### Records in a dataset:
※

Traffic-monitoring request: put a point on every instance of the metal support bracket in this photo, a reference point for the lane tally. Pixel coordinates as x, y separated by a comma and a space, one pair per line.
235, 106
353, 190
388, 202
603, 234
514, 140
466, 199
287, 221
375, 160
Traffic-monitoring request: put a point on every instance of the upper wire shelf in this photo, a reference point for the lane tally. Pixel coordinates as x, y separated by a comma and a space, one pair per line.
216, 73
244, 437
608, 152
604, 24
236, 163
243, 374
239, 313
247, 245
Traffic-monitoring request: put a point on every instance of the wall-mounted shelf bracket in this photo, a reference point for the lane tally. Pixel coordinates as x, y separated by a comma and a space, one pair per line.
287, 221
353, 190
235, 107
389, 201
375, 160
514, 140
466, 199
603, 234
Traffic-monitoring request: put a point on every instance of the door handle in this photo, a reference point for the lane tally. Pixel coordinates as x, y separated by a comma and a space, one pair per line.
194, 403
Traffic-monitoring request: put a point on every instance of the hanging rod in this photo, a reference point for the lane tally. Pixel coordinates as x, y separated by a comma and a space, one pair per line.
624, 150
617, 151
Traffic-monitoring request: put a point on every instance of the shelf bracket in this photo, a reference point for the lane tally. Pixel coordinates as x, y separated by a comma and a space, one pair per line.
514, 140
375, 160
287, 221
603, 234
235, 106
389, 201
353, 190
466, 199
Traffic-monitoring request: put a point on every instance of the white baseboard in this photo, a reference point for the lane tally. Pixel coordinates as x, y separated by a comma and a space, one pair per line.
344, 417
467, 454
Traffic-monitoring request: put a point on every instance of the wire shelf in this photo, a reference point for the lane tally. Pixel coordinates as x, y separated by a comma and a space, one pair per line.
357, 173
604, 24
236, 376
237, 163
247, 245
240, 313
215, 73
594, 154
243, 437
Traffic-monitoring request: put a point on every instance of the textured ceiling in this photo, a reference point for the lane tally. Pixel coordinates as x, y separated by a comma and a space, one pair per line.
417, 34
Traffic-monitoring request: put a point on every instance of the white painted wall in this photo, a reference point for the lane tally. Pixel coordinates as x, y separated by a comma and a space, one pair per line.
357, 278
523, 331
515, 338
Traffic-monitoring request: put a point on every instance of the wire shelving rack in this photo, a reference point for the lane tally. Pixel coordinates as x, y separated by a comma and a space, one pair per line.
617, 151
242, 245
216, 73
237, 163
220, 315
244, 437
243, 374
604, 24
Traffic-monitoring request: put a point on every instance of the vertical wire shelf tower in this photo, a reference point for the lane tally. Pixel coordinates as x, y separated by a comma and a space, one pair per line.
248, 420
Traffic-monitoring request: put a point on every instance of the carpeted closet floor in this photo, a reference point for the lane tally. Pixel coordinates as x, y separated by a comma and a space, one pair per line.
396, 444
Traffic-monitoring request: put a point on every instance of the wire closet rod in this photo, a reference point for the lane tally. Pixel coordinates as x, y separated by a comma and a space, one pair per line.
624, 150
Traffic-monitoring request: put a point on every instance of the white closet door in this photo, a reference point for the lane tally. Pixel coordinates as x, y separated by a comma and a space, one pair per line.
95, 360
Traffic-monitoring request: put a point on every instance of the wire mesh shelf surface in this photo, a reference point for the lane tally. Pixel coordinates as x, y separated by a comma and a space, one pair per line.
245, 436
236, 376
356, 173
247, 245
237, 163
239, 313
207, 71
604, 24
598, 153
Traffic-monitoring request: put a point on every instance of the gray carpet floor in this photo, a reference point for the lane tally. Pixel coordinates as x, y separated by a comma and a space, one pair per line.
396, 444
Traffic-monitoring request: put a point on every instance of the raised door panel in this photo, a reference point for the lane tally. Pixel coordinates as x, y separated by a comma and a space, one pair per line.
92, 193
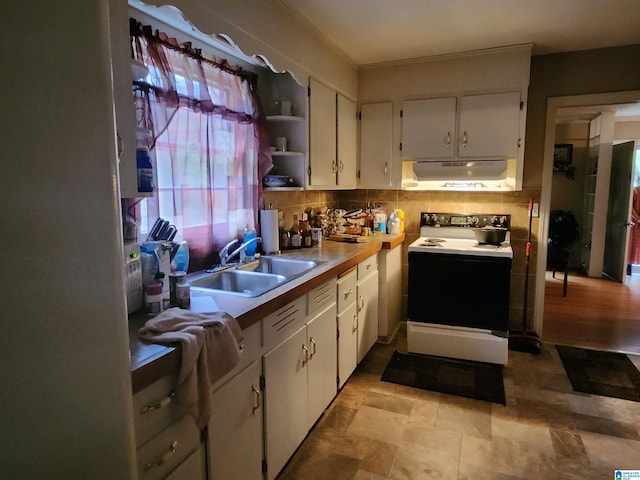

※

### Written problem:
Return every line of the data above unchanged, leaving out any pictures.

### Output for this exercise:
Traffic-monitoring request: put a point on every instance of the metal support bracket in this photo, a reference point for the lane tally. Pixel coordinates as x, y separated by a comma and a space, one pair per line.
235, 106
353, 190
388, 202
603, 234
514, 140
466, 199
287, 221
375, 160
Traffic-monitoring request: put a point on every instance of the upper wire shelf in this photo, a reference point for the lane tally. Pixel coordinates as x, y separated by a comma and a space, one pair per line.
216, 73
244, 437
608, 152
604, 24
236, 163
243, 374
239, 313
247, 245
Traffic-monitoring request: put a point on every instance of the wall-mounted shelf bracket in this photo, a reference point for the lane tally. Pixel coordinates as x, y separated by a comma and a space, one pair per line.
287, 221
353, 190
235, 107
389, 201
375, 160
514, 140
466, 199
603, 234
Traffic-monitoring request: put a point on every instance of the door handle in this photo, a reference point for the lane tally. Pixel coordinates as x, y separated by a comma and a space, one pair per line.
194, 403
Traffic-monitoring request: put a point on every instance of the hanging rod in this photo, a reference point for the lane tally. Pixel coordinates as x, y separated by a comma and a space, one pair per line.
624, 150
617, 151
Traffic-monitoring request: put a point on every instance of the shelf bracket in this photo, a reference point for the lane tally. Pixel coordinates as x, y separated by a comma and a space, one pair per line.
514, 140
375, 160
287, 221
603, 234
235, 106
389, 201
353, 190
466, 199
Traffic-monitoring request: put a point on every instance of the white baseboard in this photo, a reference point for the lane tally. Pixel coordinates as x, y separated by a comma and a space, one pair per line.
344, 417
467, 454
Traffic-monitoring request: put a point on every instance of the wire shelf in this photo, a reference point for the lane tally. Pixel coordinates as x, y separated by a comma and a space, one pair per line.
357, 173
604, 24
236, 376
237, 163
247, 245
240, 313
215, 73
594, 154
243, 437
Traffic-monitoring request: put a point on every instance of the textured ceiling in this photo, a reference point for the lane tally. Pixel coordinates as x, y separated by a comma and a space, one pair per line.
417, 34
Traffic-monitoring request: put a point on every instance of the white painted wall in this photo, a reference point for the lane tally. Pixel coordinates as x, y separated by a comma and a space, one pair per line.
357, 278
523, 331
515, 338
Traffic-monitoring request: put a point on every instance of the wire shelving rack in this photo, a reference point for the lane tally. Pixel coordinates as x, y separated by a comma and a space, one pair per line.
617, 151
242, 245
216, 73
237, 163
220, 315
244, 437
243, 374
604, 24
Traffic-monitoring request: put a point on every instance of the vertical wire shelf tower in this photo, a reference point for the lane tally. Pixel coordinates as x, y separated by a comma and a space, one pair per line.
248, 420
Traffic-monitoring request: put a point on every instance of the carpeted closet floor in this photo, a reference point for the lane tally. Pixel coordinates as x, y separated by a comma and a space, one pair per line.
396, 444
Traffic-monitoring request: put a point on every instance of the wire closet rod in this photo, a reference point for the lane tally. Pixel coordinates as x, y separated by a comma and a space, one pair per line.
624, 150
Traffic-monitoring request: put a point on every instance of the white closet door in this photo, a reference point for the lane tally. Pixel coordinates as x, y separated by a comma and a space, one pair per line.
95, 360
Traffic-monitoring request: put a point on every instance of the wire mesh shelf surface in this photo, a reference point for the lane tally. Pixel coordinates as x, y separated by a comma and a space, one pair per line.
245, 436
236, 376
356, 173
247, 245
237, 163
239, 313
207, 71
604, 24
598, 153
Traffic-monitoring request: put a point on every instance of the gray carpet floor in this photo, a reference point for the lane tally. Pixel coordinates as x, y separated by a comma and a space, one pair per line.
396, 444
Traffic-monitoring request: put a point on every instance of the raised door panel in this photo, a reference point for the lane tally. Pixel coordinates as x, y separated by a comma and a space, one pair per line.
92, 193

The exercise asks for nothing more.